_Exercise details_
One figure is the expected answer: how many lines in the listing contain "below".

_Records_
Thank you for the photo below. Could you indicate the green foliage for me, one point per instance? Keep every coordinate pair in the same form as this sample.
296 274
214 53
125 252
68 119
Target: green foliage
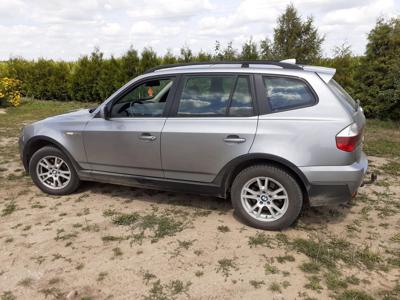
346 65
378 80
294 38
372 78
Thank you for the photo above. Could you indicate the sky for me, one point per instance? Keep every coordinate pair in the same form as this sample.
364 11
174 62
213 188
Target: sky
68 29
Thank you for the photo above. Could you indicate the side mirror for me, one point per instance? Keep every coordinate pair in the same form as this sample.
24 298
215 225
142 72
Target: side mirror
104 112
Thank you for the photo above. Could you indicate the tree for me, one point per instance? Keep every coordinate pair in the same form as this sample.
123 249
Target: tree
227 54
129 65
149 59
294 38
345 64
85 76
203 56
109 79
267 49
249 50
186 55
378 80
169 58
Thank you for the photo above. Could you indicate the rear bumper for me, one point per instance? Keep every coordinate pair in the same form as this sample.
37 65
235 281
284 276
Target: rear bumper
334 184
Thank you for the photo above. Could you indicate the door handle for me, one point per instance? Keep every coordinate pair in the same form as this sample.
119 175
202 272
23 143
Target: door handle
147 137
234 139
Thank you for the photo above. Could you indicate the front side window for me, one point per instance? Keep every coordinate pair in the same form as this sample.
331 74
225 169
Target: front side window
146 100
217 95
287 93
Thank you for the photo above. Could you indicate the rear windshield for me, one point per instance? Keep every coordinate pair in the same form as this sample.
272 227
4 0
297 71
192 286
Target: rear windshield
341 93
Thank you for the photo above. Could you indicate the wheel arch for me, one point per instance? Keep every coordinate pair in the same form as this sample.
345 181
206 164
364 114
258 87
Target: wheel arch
229 172
38 142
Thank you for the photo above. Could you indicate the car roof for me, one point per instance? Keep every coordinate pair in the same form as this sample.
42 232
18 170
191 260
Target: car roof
270 67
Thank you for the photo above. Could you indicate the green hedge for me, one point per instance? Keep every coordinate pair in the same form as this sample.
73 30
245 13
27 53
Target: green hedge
373 78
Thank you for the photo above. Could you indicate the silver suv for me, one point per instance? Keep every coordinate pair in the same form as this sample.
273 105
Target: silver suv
271 136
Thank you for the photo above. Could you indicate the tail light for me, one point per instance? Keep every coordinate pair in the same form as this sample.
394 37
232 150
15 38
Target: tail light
349 138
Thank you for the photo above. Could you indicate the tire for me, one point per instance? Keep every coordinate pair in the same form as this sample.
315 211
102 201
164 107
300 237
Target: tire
52 157
261 201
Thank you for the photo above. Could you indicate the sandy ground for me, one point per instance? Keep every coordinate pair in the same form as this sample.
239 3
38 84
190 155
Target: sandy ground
195 248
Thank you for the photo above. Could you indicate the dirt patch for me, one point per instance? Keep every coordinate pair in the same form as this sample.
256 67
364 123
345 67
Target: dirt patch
116 242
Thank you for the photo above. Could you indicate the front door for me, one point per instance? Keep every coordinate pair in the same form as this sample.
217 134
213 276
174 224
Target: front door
214 122
129 141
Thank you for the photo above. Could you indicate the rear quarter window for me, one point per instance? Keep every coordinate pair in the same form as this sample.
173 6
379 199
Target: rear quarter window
341 93
287 93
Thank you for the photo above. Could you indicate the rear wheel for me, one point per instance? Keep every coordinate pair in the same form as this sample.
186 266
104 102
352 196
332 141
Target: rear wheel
267 197
52 171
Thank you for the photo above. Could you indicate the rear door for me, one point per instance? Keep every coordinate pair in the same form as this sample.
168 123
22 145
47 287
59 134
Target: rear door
213 121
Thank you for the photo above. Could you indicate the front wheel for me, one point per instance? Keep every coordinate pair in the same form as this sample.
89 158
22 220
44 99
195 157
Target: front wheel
52 171
267 197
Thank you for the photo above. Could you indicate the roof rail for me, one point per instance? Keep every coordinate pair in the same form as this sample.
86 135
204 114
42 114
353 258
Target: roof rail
243 63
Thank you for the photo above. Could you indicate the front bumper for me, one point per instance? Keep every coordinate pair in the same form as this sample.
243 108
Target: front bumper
335 184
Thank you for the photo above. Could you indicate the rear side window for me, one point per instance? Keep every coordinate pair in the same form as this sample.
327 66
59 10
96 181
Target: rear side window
287 93
216 95
341 93
241 105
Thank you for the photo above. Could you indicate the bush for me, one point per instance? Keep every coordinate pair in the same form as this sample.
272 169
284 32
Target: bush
9 92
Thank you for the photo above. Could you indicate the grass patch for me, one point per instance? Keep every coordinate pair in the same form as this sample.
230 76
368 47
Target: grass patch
275 287
392 168
329 252
171 290
260 239
354 295
313 283
160 224
7 295
225 266
285 258
257 283
117 252
311 267
9 209
223 228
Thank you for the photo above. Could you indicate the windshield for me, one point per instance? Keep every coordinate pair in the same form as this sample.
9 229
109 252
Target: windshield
341 93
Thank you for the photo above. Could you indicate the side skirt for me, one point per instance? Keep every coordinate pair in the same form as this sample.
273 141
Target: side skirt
200 188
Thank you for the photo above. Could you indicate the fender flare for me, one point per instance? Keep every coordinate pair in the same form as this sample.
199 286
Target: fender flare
48 140
226 175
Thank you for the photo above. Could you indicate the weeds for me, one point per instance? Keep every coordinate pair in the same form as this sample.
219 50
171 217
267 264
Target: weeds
9 209
225 266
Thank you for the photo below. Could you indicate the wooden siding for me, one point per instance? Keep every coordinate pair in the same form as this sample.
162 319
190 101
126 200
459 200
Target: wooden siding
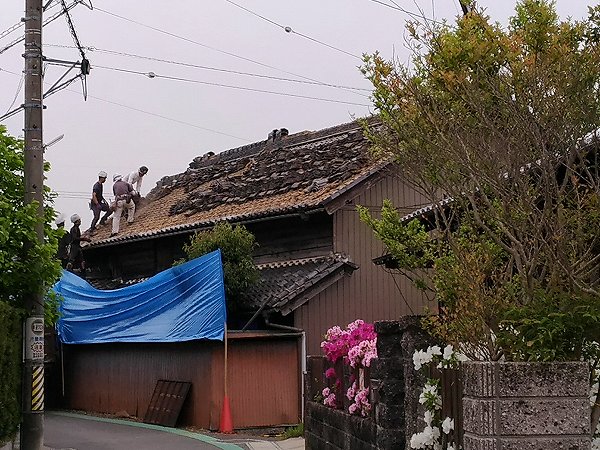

_Task answer_
2